#### Problem to solve
Set down each line of the records once more, precisely, and omit the pictures.

Image-grounded pointing data
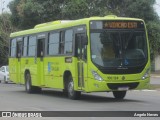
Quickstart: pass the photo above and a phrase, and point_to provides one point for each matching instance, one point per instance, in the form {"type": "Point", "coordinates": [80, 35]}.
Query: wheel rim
{"type": "Point", "coordinates": [70, 88]}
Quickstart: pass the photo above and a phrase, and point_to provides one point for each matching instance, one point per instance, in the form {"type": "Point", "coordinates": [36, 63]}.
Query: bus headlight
{"type": "Point", "coordinates": [146, 75]}
{"type": "Point", "coordinates": [97, 76]}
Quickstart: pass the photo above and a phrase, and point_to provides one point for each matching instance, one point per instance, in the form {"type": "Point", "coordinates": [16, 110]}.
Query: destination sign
{"type": "Point", "coordinates": [120, 25]}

#### Finished task
Quickstart: pass the photo above and a phrase, and point_to provides one point for each matching instance, one point per instance, in the form {"type": "Point", "coordinates": [80, 35]}.
Query: wheel rim
{"type": "Point", "coordinates": [70, 88]}
Quickstart: pass the photo above and a phrase, and point_to provides one point for each matching instance, one point per instance, in the form {"type": "Point", "coordinates": [36, 63]}.
Query: bus headlight
{"type": "Point", "coordinates": [146, 75]}
{"type": "Point", "coordinates": [97, 76]}
Quickstart: pass the photo above and a phrase, and point_to provides one point for each matching instance, one point per instance, in the form {"type": "Point", "coordinates": [16, 110]}.
Query: destination sign
{"type": "Point", "coordinates": [120, 25]}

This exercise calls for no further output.